■ **Provided entries**
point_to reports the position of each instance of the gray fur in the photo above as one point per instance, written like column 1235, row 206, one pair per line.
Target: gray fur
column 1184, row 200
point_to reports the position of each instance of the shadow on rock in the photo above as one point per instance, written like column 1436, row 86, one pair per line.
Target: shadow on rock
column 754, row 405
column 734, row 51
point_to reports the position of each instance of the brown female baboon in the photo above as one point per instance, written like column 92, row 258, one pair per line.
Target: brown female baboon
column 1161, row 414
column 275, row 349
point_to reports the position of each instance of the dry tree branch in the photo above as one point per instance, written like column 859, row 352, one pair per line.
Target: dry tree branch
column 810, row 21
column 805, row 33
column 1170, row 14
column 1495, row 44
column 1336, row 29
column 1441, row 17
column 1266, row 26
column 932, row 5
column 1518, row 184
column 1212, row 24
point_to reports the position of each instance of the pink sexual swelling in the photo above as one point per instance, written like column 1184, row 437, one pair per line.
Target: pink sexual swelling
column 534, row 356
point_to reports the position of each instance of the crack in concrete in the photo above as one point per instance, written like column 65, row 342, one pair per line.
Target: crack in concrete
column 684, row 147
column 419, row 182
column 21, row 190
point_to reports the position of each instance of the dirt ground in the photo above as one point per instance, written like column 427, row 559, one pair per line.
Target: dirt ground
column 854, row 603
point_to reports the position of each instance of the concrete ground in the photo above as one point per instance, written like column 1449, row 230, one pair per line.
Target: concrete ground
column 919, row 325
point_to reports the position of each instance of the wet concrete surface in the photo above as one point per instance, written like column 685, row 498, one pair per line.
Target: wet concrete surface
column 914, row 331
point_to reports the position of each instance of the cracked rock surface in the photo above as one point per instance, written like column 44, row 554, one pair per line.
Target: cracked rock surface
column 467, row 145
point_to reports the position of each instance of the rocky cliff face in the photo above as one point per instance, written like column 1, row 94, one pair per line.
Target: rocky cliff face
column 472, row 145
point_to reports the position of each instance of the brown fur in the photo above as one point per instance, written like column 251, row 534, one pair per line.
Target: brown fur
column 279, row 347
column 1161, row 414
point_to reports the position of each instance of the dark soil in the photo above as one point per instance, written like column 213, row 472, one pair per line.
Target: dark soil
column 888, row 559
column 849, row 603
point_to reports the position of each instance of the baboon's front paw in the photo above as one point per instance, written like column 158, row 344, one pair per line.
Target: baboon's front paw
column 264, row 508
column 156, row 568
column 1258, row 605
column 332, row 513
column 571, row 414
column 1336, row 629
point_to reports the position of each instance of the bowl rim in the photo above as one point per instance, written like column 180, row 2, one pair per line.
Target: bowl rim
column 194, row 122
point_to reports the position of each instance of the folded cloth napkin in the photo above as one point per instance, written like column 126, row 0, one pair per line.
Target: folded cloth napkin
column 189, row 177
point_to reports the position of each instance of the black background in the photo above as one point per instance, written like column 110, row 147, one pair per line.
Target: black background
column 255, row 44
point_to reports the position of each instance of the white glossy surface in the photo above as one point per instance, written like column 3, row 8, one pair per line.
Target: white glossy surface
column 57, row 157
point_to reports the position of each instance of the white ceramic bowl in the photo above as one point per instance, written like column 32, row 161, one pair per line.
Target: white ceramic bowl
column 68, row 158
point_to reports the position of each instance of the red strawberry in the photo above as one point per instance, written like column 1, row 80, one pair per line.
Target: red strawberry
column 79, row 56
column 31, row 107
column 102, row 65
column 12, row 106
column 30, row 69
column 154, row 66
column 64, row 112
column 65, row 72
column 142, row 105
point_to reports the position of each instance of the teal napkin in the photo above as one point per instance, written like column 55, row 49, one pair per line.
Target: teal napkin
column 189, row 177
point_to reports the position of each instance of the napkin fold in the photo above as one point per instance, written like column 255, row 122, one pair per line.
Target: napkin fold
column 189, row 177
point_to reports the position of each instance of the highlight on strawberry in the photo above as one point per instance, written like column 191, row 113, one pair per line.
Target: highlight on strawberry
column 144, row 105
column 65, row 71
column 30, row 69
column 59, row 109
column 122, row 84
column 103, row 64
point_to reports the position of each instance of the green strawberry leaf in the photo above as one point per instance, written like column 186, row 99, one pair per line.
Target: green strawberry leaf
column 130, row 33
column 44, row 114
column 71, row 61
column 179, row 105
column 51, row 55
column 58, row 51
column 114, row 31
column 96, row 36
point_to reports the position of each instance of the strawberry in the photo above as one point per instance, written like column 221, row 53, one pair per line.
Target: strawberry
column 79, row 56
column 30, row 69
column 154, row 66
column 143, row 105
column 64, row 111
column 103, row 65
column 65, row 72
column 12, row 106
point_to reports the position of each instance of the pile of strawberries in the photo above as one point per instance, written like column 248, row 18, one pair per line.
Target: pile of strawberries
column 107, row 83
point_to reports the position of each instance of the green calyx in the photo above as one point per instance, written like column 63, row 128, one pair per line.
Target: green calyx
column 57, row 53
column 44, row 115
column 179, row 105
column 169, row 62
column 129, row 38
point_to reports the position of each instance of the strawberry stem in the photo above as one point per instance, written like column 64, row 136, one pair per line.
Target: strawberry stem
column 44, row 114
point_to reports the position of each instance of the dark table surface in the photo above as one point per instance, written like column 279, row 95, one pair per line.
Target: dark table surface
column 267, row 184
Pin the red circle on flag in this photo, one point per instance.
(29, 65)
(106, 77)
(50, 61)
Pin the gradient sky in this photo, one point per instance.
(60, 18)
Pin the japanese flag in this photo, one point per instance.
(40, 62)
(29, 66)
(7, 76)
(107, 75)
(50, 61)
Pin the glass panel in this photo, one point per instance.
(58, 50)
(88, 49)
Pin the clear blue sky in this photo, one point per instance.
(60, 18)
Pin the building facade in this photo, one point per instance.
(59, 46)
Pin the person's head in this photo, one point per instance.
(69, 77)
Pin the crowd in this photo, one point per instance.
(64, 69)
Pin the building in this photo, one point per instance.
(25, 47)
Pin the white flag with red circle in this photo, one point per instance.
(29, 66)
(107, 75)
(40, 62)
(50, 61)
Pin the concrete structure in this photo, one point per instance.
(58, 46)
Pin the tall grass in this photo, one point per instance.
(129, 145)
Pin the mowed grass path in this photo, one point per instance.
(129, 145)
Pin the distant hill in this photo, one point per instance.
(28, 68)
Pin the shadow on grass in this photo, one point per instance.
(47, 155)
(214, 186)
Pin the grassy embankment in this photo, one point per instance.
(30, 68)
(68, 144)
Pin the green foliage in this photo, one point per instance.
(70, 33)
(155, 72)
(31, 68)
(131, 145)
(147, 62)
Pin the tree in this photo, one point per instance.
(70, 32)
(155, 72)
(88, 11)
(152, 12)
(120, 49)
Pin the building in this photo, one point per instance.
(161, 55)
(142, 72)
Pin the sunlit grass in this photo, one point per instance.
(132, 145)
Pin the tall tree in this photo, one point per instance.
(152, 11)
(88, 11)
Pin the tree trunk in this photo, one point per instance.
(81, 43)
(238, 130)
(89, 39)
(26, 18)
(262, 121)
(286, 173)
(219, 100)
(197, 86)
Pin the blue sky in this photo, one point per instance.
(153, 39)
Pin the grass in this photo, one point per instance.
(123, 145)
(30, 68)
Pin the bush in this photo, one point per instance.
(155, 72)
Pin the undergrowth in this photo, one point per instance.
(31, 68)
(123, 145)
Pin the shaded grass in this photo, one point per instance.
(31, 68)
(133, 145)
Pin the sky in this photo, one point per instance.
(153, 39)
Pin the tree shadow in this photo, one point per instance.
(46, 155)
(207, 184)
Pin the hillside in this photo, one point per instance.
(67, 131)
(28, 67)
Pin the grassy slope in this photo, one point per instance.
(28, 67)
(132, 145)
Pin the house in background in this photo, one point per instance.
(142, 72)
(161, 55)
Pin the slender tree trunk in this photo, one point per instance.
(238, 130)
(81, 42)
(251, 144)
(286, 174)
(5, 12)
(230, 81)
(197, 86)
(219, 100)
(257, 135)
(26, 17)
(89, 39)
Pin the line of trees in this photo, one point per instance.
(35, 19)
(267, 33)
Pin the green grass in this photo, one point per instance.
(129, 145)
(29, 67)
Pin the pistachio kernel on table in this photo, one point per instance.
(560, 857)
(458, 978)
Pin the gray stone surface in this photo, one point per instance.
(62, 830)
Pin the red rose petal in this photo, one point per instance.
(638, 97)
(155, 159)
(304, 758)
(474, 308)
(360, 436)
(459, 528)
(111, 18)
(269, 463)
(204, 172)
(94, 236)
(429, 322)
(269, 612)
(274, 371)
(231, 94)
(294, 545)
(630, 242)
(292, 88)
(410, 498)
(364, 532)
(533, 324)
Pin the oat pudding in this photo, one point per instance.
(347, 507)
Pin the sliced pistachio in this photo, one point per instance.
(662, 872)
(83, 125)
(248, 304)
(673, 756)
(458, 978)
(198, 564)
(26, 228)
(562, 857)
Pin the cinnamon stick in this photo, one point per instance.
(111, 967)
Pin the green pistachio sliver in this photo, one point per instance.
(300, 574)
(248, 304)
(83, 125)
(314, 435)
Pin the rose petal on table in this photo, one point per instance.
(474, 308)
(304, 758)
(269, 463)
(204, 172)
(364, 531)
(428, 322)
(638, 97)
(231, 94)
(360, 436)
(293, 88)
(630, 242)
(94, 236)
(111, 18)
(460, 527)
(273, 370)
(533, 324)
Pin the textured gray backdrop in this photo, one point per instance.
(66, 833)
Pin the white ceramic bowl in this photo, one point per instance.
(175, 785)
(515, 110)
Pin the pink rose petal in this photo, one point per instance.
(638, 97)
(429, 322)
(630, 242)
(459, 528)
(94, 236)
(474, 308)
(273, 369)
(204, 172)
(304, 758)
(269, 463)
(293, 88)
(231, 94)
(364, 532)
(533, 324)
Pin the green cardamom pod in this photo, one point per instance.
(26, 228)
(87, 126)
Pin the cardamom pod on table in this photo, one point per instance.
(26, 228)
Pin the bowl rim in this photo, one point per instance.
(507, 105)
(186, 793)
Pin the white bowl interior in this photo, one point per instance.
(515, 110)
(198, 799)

■ **Exercise goal**
Copy the records verbatim, from the line containing "Pin the cardamom" through the end of the records.

■ **Solution for this task**
Pin the cardamom pod on table in this photo, one point per instance.
(26, 228)
Pin the bowl rim in this photo, one point per instance.
(507, 105)
(186, 793)
Pin the white bowl interior in this photo, one point per instance.
(515, 110)
(198, 799)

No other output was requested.